Aim of the task: Once you have read the entries below, give them all again without any difference.

Exercise input:

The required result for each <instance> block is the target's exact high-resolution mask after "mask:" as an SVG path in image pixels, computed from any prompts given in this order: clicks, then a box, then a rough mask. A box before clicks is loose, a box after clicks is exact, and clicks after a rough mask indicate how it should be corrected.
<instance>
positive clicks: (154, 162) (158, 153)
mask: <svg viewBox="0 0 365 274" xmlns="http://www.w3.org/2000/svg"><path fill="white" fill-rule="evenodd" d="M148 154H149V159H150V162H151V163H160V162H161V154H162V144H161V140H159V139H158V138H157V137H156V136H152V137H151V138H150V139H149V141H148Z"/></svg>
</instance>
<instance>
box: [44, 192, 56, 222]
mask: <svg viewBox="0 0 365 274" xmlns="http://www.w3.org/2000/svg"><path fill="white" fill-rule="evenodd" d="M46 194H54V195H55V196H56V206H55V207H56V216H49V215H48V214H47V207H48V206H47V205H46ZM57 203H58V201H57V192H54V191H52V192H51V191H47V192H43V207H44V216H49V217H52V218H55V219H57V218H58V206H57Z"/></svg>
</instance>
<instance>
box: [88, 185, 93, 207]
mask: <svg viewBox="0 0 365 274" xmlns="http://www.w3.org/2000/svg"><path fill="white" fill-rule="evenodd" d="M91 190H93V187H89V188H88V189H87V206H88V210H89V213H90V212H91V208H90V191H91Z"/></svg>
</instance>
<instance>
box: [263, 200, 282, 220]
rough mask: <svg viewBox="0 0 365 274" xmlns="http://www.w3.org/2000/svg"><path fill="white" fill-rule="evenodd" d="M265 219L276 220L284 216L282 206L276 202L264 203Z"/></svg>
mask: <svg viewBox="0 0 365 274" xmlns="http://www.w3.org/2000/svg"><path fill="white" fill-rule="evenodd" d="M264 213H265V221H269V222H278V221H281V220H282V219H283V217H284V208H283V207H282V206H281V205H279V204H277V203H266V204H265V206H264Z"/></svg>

Answer area:
The required result for each <instance> block is the target's exact high-resolution mask after "mask:" as an SVG path in image pixels, computed from any prompts given in this order: clicks, then a box, then a rough mask. A box before clicks is loose, a box after clicks is exact, and clicks after a rough mask indicate how it should be corrected.
<instance>
positive clicks: (154, 162) (158, 153)
mask: <svg viewBox="0 0 365 274" xmlns="http://www.w3.org/2000/svg"><path fill="white" fill-rule="evenodd" d="M148 154H149V159H150V162H151V163H160V162H161V154H162V144H161V140H159V139H158V138H157V137H156V136H152V137H151V138H150V139H149V141H148Z"/></svg>
</instance>
<instance>
box: [44, 192, 56, 222]
mask: <svg viewBox="0 0 365 274" xmlns="http://www.w3.org/2000/svg"><path fill="white" fill-rule="evenodd" d="M46 194H54V195H55V196H56V206H55V207H56V216H49V215H48V214H47V207H48V206H47V205H46ZM57 203H58V201H57V192H54V191H52V192H51V191H47V192H43V207H44V216H49V217H52V218H55V219H57V218H58V206H57Z"/></svg>
</instance>
<instance>
box: [88, 185, 93, 207]
mask: <svg viewBox="0 0 365 274" xmlns="http://www.w3.org/2000/svg"><path fill="white" fill-rule="evenodd" d="M91 190H93V187H89V188H88V189H87V206H88V210H89V213H90V212H91V208H90V191H91Z"/></svg>
</instance>
<instance>
box: [263, 200, 282, 220]
rough mask: <svg viewBox="0 0 365 274" xmlns="http://www.w3.org/2000/svg"><path fill="white" fill-rule="evenodd" d="M265 219L276 220L284 216L282 206L276 202L264 203Z"/></svg>
mask: <svg viewBox="0 0 365 274" xmlns="http://www.w3.org/2000/svg"><path fill="white" fill-rule="evenodd" d="M264 213H265V221H269V222H278V221H281V220H282V219H283V217H284V208H283V207H282V206H281V205H279V204H277V203H266V204H265V206H264Z"/></svg>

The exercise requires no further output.